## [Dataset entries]
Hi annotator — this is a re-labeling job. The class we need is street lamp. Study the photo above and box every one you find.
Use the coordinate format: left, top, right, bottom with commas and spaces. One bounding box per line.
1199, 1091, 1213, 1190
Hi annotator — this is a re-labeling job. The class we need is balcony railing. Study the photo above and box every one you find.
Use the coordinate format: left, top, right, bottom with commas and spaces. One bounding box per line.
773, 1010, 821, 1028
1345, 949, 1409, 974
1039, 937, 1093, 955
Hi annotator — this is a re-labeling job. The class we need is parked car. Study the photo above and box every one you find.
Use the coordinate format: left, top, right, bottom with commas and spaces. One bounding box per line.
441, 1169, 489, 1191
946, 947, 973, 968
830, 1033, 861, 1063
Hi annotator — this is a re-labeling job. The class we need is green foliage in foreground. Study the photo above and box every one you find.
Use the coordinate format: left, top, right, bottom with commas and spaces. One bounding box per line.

## [About this task]
Only the lines from the one with "need is balcony" through the last line of the records belong in the answer, each copied exactly.

## [Result]
Hi annotator — this is a re-labeling job. The class we need is balcony railing. Study the photo above and box every one you find.
Use the coordinate format: left, top, right, bottom with commas and spaces. One bounding box per line.
773, 1010, 821, 1028
1345, 949, 1409, 974
1039, 937, 1093, 955
Hi annotator — this is a re-labeling job. The class we need is parked car. Study the photo above and box every one you find.
Use the coordinate format: left, top, right, bottom with commas and spaces. One bounding box per line.
441, 1169, 489, 1191
946, 947, 973, 968
830, 1033, 861, 1063
Hi annotator — this is a re-labeling job. The class we need is green foliage in foreground. Study the photo above and box every one you find.
Use the coordinate format: left, top, right, bottom with commas and spaces. One bounding box per line.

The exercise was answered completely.